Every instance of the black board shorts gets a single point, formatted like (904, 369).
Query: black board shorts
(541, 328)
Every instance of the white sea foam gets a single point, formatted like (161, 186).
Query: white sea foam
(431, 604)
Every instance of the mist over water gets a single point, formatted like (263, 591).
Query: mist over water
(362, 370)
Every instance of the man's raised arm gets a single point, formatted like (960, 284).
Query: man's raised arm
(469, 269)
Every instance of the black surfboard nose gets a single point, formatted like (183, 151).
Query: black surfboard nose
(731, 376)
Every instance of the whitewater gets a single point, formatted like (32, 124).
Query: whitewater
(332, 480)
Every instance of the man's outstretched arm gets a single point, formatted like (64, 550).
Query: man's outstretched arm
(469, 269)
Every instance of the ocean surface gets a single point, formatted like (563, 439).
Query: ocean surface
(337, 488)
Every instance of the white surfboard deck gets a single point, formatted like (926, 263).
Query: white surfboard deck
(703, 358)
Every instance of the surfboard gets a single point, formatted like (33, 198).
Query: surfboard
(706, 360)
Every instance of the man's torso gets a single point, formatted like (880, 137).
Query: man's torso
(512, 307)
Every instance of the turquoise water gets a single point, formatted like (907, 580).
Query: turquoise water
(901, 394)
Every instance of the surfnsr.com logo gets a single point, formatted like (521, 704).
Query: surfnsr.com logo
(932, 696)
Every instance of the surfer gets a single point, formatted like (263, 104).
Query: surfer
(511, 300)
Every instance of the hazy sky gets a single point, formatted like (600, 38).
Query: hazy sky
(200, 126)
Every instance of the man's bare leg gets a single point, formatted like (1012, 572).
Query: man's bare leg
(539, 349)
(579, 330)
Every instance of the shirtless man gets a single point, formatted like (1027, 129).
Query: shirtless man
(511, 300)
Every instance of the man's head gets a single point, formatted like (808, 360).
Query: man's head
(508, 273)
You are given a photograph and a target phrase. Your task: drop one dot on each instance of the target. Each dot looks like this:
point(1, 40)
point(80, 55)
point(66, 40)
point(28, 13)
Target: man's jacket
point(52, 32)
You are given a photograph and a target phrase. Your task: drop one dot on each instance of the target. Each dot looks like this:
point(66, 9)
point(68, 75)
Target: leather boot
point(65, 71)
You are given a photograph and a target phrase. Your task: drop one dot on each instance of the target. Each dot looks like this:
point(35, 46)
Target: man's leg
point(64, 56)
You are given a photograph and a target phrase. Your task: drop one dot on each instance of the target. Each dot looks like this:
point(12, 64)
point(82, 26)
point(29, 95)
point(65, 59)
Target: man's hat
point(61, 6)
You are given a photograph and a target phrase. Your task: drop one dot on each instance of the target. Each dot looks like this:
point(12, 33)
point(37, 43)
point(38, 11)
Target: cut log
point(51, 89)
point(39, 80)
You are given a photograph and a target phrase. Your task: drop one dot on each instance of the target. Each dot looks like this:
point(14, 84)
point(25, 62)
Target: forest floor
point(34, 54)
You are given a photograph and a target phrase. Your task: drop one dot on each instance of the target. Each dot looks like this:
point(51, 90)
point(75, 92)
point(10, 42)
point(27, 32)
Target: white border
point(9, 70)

◆ Requirement ◆
For each line in the listing, return it exactly as shown.

◆ Your solution ◆
Every instance of the black board shorts gets a single point, formatted like (904, 369).
Query: black board shorts
(541, 328)
Every instance of the white sea foam gets a single point, formatted like (161, 186).
Query: white sea foam
(431, 604)
Every instance of the mist over water gets a single point, formatted like (263, 591).
Query: mist over water
(362, 370)
Every instance of the man's raised arm gets a single point, formatted like (960, 284).
Query: man's raised arm
(469, 269)
Every instance of the black surfboard nose gets a single point, formatted like (183, 151).
Query: black surfboard nose
(731, 376)
Every instance of the whitewater gets a single point, formatted like (32, 124).
Query: whitewater
(332, 480)
Every instance of the man's outstretched arm gets a single point, formatted like (64, 550).
Query: man's outstretched arm
(469, 269)
Every instance of the ocean surface gets a single point, formatted like (563, 439).
Query: ocean surface
(337, 488)
Every instance of the white surfboard deck gets a single point, formatted like (926, 263).
Query: white surfboard deck
(703, 358)
Every instance of the surfboard gets a single point, formatted like (33, 198).
Query: surfboard
(706, 360)
Every instance of the man's torso gets a single point, formatted like (880, 137).
Query: man's torso
(512, 307)
Every instance of the turquoise water gets a single point, formatted like (907, 580).
Query: turquoise water
(901, 394)
Every instance of the surfnsr.com logo gets a single point, formatted like (521, 704).
Query: surfnsr.com logo
(932, 696)
Every instance of the surfer gets a single point, formatted like (263, 104).
Query: surfer
(511, 300)
Every instance of the hazy sky gets a single point, formatted like (600, 38).
Query: hazy sky
(200, 126)
Every instance of the man's bare leg gets a single point, formatted like (1012, 572).
Query: man's bare leg
(539, 349)
(579, 330)
Every instance of the shirtless man gets a single point, formatted like (1027, 129).
Query: shirtless man
(511, 300)
Every instance of the man's head gets a single point, formatted like (808, 360).
Query: man's head
(508, 273)
You are given a photograph and a target phrase. Your task: drop one dot on each instance of the target. Each dot looks like this:
point(1, 40)
point(80, 55)
point(66, 40)
point(28, 13)
Target: man's jacket
point(52, 32)
You are given a photograph and a target phrase. Your task: drop one dot on each instance of the target. Each dot looks like this:
point(66, 9)
point(68, 75)
Target: leather boot
point(65, 71)
You are given a photograph and a target phrase. Your task: drop one dot on each instance of the target. Each dot looks like this:
point(35, 46)
Target: man's leg
point(64, 56)
You are given a photograph and a target phrase. Your task: drop one dot on each instance of the target. Each dot looks like this:
point(12, 64)
point(82, 26)
point(29, 95)
point(65, 59)
Target: man's hat
point(61, 6)
You are given a photograph and a target phrase. Your task: drop one dot on each instance of the target. Each dot looks like this:
point(12, 33)
point(37, 43)
point(38, 11)
Target: cut log
point(51, 89)
point(39, 80)
You are given a photograph and a target phrase. Your task: drop one dot on each instance of the target. Each dot looks like this:
point(14, 84)
point(25, 62)
Target: forest floor
point(34, 54)
You are given a photograph and a target phrase. Your task: drop one dot on each instance of the target. Each dot looks like this:
point(51, 90)
point(75, 92)
point(10, 42)
point(27, 32)
Target: white border
point(9, 70)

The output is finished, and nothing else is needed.